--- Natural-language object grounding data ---
= = = = =

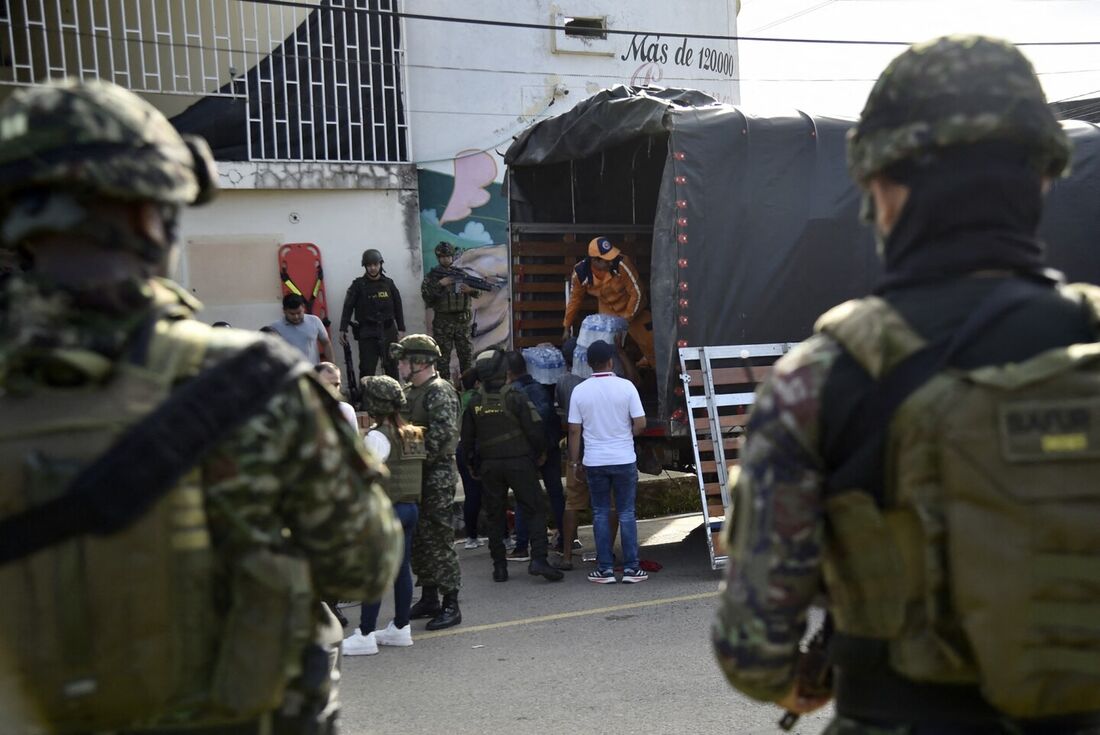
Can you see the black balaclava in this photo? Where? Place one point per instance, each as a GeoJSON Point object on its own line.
{"type": "Point", "coordinates": [970, 208]}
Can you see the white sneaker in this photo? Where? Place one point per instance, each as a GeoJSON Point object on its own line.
{"type": "Point", "coordinates": [394, 636]}
{"type": "Point", "coordinates": [356, 644]}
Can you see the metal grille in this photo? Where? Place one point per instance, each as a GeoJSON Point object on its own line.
{"type": "Point", "coordinates": [317, 84]}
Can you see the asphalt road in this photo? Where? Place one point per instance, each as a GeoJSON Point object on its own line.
{"type": "Point", "coordinates": [535, 657]}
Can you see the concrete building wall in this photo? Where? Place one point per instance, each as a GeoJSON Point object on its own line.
{"type": "Point", "coordinates": [471, 88]}
{"type": "Point", "coordinates": [229, 249]}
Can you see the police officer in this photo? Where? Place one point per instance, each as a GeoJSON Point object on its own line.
{"type": "Point", "coordinates": [505, 443]}
{"type": "Point", "coordinates": [451, 313]}
{"type": "Point", "coordinates": [432, 404]}
{"type": "Point", "coordinates": [175, 500]}
{"type": "Point", "coordinates": [891, 458]}
{"type": "Point", "coordinates": [376, 304]}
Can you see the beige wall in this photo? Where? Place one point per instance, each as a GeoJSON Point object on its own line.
{"type": "Point", "coordinates": [229, 250]}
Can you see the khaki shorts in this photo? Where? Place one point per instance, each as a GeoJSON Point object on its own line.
{"type": "Point", "coordinates": [576, 491]}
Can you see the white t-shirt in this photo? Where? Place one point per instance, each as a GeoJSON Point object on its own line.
{"type": "Point", "coordinates": [605, 405]}
{"type": "Point", "coordinates": [377, 443]}
{"type": "Point", "coordinates": [349, 414]}
{"type": "Point", "coordinates": [304, 336]}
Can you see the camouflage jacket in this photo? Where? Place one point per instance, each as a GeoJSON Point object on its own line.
{"type": "Point", "coordinates": [294, 471]}
{"type": "Point", "coordinates": [435, 406]}
{"type": "Point", "coordinates": [778, 530]}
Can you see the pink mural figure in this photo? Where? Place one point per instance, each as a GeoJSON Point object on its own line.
{"type": "Point", "coordinates": [473, 172]}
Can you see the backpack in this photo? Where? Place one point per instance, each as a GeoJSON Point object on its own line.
{"type": "Point", "coordinates": [981, 563]}
{"type": "Point", "coordinates": [143, 626]}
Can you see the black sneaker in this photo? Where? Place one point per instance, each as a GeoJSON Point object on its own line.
{"type": "Point", "coordinates": [603, 577]}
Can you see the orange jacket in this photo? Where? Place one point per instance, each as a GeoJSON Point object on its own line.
{"type": "Point", "coordinates": [622, 295]}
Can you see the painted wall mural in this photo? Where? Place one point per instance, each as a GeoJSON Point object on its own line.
{"type": "Point", "coordinates": [468, 209]}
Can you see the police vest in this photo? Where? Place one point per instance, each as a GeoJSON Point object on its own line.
{"type": "Point", "coordinates": [499, 435]}
{"type": "Point", "coordinates": [405, 465]}
{"type": "Point", "coordinates": [114, 632]}
{"type": "Point", "coordinates": [981, 565]}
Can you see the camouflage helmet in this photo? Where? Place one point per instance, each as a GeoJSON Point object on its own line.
{"type": "Point", "coordinates": [382, 395]}
{"type": "Point", "coordinates": [415, 344]}
{"type": "Point", "coordinates": [955, 90]}
{"type": "Point", "coordinates": [97, 138]}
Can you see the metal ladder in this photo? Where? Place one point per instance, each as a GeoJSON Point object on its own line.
{"type": "Point", "coordinates": [718, 385]}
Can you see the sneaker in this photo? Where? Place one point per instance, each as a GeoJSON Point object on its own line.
{"type": "Point", "coordinates": [602, 578]}
{"type": "Point", "coordinates": [356, 644]}
{"type": "Point", "coordinates": [395, 636]}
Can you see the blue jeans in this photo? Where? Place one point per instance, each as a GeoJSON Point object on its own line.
{"type": "Point", "coordinates": [408, 514]}
{"type": "Point", "coordinates": [622, 480]}
{"type": "Point", "coordinates": [551, 478]}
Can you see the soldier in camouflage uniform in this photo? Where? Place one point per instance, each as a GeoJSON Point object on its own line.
{"type": "Point", "coordinates": [92, 180]}
{"type": "Point", "coordinates": [954, 151]}
{"type": "Point", "coordinates": [451, 313]}
{"type": "Point", "coordinates": [433, 405]}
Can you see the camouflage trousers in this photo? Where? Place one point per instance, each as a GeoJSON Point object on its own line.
{"type": "Point", "coordinates": [435, 561]}
{"type": "Point", "coordinates": [451, 331]}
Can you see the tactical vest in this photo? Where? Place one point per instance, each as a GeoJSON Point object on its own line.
{"type": "Point", "coordinates": [452, 303]}
{"type": "Point", "coordinates": [416, 412]}
{"type": "Point", "coordinates": [405, 464]}
{"type": "Point", "coordinates": [122, 631]}
{"type": "Point", "coordinates": [981, 563]}
{"type": "Point", "coordinates": [499, 435]}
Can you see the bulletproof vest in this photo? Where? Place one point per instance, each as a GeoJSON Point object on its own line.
{"type": "Point", "coordinates": [499, 435]}
{"type": "Point", "coordinates": [374, 307]}
{"type": "Point", "coordinates": [111, 632]}
{"type": "Point", "coordinates": [405, 464]}
{"type": "Point", "coordinates": [979, 563]}
{"type": "Point", "coordinates": [451, 302]}
{"type": "Point", "coordinates": [416, 409]}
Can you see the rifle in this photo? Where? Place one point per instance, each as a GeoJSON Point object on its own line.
{"type": "Point", "coordinates": [814, 672]}
{"type": "Point", "coordinates": [353, 391]}
{"type": "Point", "coordinates": [463, 277]}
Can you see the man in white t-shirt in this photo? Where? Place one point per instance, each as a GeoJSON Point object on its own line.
{"type": "Point", "coordinates": [304, 330]}
{"type": "Point", "coordinates": [607, 410]}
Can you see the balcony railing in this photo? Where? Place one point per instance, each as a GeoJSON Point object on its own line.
{"type": "Point", "coordinates": [315, 80]}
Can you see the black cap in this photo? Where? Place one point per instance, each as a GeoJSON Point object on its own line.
{"type": "Point", "coordinates": [600, 352]}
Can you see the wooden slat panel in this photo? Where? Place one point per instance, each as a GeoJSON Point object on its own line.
{"type": "Point", "coordinates": [537, 324]}
{"type": "Point", "coordinates": [520, 286]}
{"type": "Point", "coordinates": [539, 306]}
{"type": "Point", "coordinates": [730, 375]}
{"type": "Point", "coordinates": [542, 269]}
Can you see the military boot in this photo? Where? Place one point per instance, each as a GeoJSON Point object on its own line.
{"type": "Point", "coordinates": [542, 568]}
{"type": "Point", "coordinates": [449, 616]}
{"type": "Point", "coordinates": [427, 605]}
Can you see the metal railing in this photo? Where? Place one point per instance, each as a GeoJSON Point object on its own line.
{"type": "Point", "coordinates": [320, 83]}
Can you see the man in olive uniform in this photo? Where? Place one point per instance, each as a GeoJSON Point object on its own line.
{"type": "Point", "coordinates": [919, 454]}
{"type": "Point", "coordinates": [380, 319]}
{"type": "Point", "coordinates": [451, 313]}
{"type": "Point", "coordinates": [175, 501]}
{"type": "Point", "coordinates": [504, 440]}
{"type": "Point", "coordinates": [433, 405]}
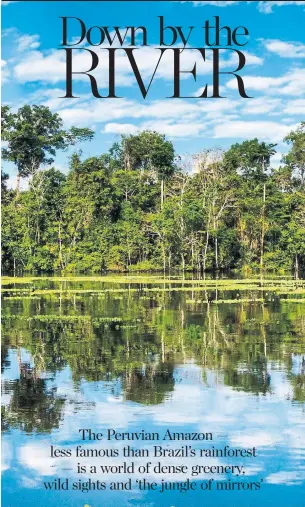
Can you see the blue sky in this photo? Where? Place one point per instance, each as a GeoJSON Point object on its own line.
{"type": "Point", "coordinates": [33, 71]}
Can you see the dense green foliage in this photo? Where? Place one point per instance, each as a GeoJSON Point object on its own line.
{"type": "Point", "coordinates": [142, 207]}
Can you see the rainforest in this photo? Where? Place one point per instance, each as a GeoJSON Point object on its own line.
{"type": "Point", "coordinates": [142, 206]}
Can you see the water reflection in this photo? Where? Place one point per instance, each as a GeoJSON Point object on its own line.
{"type": "Point", "coordinates": [111, 357]}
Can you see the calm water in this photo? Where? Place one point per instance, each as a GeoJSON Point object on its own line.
{"type": "Point", "coordinates": [226, 359]}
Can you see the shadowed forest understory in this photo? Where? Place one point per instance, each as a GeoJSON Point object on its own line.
{"type": "Point", "coordinates": [141, 206]}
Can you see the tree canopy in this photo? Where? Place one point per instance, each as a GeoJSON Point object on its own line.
{"type": "Point", "coordinates": [141, 206]}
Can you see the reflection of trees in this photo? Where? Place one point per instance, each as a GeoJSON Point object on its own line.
{"type": "Point", "coordinates": [33, 406]}
{"type": "Point", "coordinates": [149, 385]}
{"type": "Point", "coordinates": [155, 333]}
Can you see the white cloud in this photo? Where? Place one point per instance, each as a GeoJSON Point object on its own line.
{"type": "Point", "coordinates": [261, 105]}
{"type": "Point", "coordinates": [120, 128]}
{"type": "Point", "coordinates": [28, 42]}
{"type": "Point", "coordinates": [285, 49]}
{"type": "Point", "coordinates": [266, 7]}
{"type": "Point", "coordinates": [291, 83]}
{"type": "Point", "coordinates": [295, 107]}
{"type": "Point", "coordinates": [267, 130]}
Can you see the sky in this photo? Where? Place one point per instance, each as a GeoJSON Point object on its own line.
{"type": "Point", "coordinates": [33, 71]}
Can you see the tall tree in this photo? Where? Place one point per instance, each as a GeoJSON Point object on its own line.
{"type": "Point", "coordinates": [296, 156]}
{"type": "Point", "coordinates": [150, 151]}
{"type": "Point", "coordinates": [33, 135]}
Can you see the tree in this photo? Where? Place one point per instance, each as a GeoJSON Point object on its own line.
{"type": "Point", "coordinates": [296, 156]}
{"type": "Point", "coordinates": [150, 151]}
{"type": "Point", "coordinates": [33, 136]}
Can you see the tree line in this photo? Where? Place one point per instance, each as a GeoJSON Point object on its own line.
{"type": "Point", "coordinates": [141, 206]}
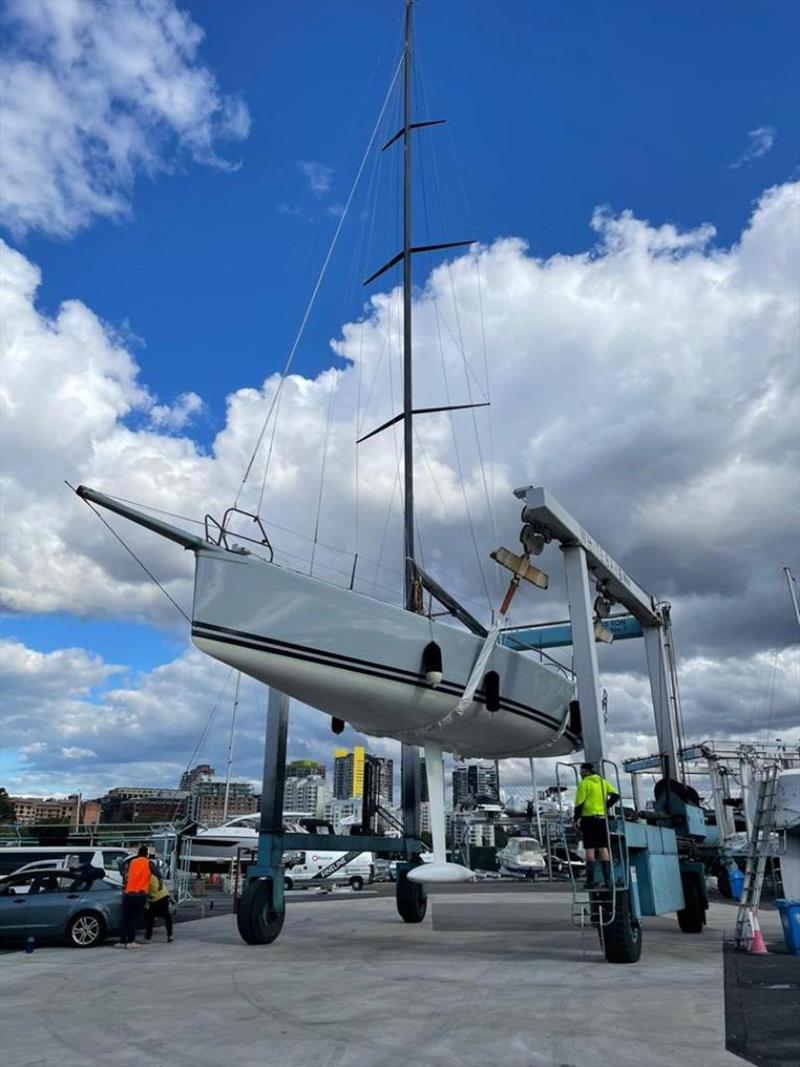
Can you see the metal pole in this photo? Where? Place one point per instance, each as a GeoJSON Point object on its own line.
{"type": "Point", "coordinates": [585, 652]}
{"type": "Point", "coordinates": [410, 753]}
{"type": "Point", "coordinates": [230, 747]}
{"type": "Point", "coordinates": [274, 764]}
{"type": "Point", "coordinates": [408, 392]}
{"type": "Point", "coordinates": [536, 799]}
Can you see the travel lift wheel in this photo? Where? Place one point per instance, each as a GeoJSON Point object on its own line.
{"type": "Point", "coordinates": [691, 919]}
{"type": "Point", "coordinates": [412, 898]}
{"type": "Point", "coordinates": [258, 920]}
{"type": "Point", "coordinates": [622, 938]}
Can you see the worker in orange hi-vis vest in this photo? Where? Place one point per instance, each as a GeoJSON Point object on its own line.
{"type": "Point", "coordinates": [134, 895]}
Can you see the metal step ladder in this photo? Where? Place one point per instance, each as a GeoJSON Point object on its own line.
{"type": "Point", "coordinates": [757, 853]}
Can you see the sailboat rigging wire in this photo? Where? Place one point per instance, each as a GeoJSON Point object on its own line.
{"type": "Point", "coordinates": [457, 450]}
{"type": "Point", "coordinates": [131, 553]}
{"type": "Point", "coordinates": [485, 392]}
{"type": "Point", "coordinates": [331, 402]}
{"type": "Point", "coordinates": [204, 733]}
{"type": "Point", "coordinates": [312, 301]}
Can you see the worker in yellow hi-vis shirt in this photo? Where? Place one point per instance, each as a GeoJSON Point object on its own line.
{"type": "Point", "coordinates": [593, 798]}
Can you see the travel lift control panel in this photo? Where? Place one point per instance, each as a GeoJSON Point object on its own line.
{"type": "Point", "coordinates": [655, 861]}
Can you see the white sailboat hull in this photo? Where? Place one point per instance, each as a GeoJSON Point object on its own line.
{"type": "Point", "coordinates": [361, 661]}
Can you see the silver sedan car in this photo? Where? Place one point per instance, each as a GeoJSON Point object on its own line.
{"type": "Point", "coordinates": [59, 905]}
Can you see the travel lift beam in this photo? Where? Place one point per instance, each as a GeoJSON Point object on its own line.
{"type": "Point", "coordinates": [262, 906]}
{"type": "Point", "coordinates": [653, 877]}
{"type": "Point", "coordinates": [654, 866]}
{"type": "Point", "coordinates": [585, 559]}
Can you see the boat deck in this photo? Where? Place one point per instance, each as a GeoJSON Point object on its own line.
{"type": "Point", "coordinates": [496, 973]}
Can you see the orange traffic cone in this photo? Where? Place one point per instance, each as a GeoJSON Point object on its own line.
{"type": "Point", "coordinates": [757, 948]}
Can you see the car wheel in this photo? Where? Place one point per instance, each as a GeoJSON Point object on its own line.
{"type": "Point", "coordinates": [85, 929]}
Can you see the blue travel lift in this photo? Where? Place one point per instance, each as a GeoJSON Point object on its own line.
{"type": "Point", "coordinates": [656, 862]}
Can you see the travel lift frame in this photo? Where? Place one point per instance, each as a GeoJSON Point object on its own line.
{"type": "Point", "coordinates": [655, 870]}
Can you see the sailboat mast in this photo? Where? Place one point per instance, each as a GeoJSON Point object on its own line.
{"type": "Point", "coordinates": [409, 568]}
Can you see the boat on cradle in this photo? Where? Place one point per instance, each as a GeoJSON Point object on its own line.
{"type": "Point", "coordinates": [388, 671]}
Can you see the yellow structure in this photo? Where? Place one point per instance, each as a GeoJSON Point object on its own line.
{"type": "Point", "coordinates": [358, 770]}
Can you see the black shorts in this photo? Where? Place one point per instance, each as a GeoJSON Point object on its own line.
{"type": "Point", "coordinates": [593, 832]}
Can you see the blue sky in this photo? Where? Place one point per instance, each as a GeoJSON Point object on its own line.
{"type": "Point", "coordinates": [553, 109]}
{"type": "Point", "coordinates": [678, 113]}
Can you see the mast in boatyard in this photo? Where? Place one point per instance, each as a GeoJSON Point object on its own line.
{"type": "Point", "coordinates": [411, 785]}
{"type": "Point", "coordinates": [411, 586]}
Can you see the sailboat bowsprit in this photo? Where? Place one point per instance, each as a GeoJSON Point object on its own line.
{"type": "Point", "coordinates": [387, 671]}
{"type": "Point", "coordinates": [363, 661]}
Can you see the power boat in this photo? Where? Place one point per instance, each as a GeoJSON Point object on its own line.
{"type": "Point", "coordinates": [522, 858]}
{"type": "Point", "coordinates": [218, 845]}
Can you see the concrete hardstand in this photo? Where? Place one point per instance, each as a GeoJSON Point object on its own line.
{"type": "Point", "coordinates": [489, 977]}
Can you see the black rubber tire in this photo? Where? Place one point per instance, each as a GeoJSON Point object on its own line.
{"type": "Point", "coordinates": [85, 930]}
{"type": "Point", "coordinates": [412, 900]}
{"type": "Point", "coordinates": [691, 919]}
{"type": "Point", "coordinates": [723, 882]}
{"type": "Point", "coordinates": [258, 921]}
{"type": "Point", "coordinates": [622, 938]}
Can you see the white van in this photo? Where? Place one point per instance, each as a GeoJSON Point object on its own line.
{"type": "Point", "coordinates": [310, 868]}
{"type": "Point", "coordinates": [14, 858]}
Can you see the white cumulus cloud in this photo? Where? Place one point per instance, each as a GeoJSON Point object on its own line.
{"type": "Point", "coordinates": [650, 382]}
{"type": "Point", "coordinates": [760, 142]}
{"type": "Point", "coordinates": [93, 93]}
{"type": "Point", "coordinates": [318, 176]}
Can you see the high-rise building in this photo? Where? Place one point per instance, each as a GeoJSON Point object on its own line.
{"type": "Point", "coordinates": [206, 802]}
{"type": "Point", "coordinates": [36, 809]}
{"type": "Point", "coordinates": [383, 778]}
{"type": "Point", "coordinates": [305, 796]}
{"type": "Point", "coordinates": [475, 780]}
{"type": "Point", "coordinates": [305, 768]}
{"type": "Point", "coordinates": [189, 777]}
{"type": "Point", "coordinates": [349, 773]}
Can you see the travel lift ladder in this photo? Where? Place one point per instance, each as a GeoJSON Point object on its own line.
{"type": "Point", "coordinates": [747, 917]}
{"type": "Point", "coordinates": [649, 875]}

= = = = =

--- What to produce ---
Restate exactly, and only, every line from the one that contains "Can you see the white cumulus" through the last line of the records.

--- Output below ---
Can you see the white cumulus cloud in this photo? Where? Place one point per instance, each as a GeoJSON Point object on its own line.
{"type": "Point", "coordinates": [650, 382]}
{"type": "Point", "coordinates": [760, 142]}
{"type": "Point", "coordinates": [93, 93]}
{"type": "Point", "coordinates": [318, 176]}
Can you see the high-rise building in this photo? Where? Place one point per instance, each as a GeoJSON Point object on its own line.
{"type": "Point", "coordinates": [206, 802]}
{"type": "Point", "coordinates": [36, 809]}
{"type": "Point", "coordinates": [383, 778]}
{"type": "Point", "coordinates": [305, 796]}
{"type": "Point", "coordinates": [475, 780]}
{"type": "Point", "coordinates": [305, 768]}
{"type": "Point", "coordinates": [189, 777]}
{"type": "Point", "coordinates": [349, 773]}
Can you see the travel lift ladder in this photo? Where? Place one point per instance, each as a GeoJSON Point object on its own line.
{"type": "Point", "coordinates": [747, 917]}
{"type": "Point", "coordinates": [649, 875]}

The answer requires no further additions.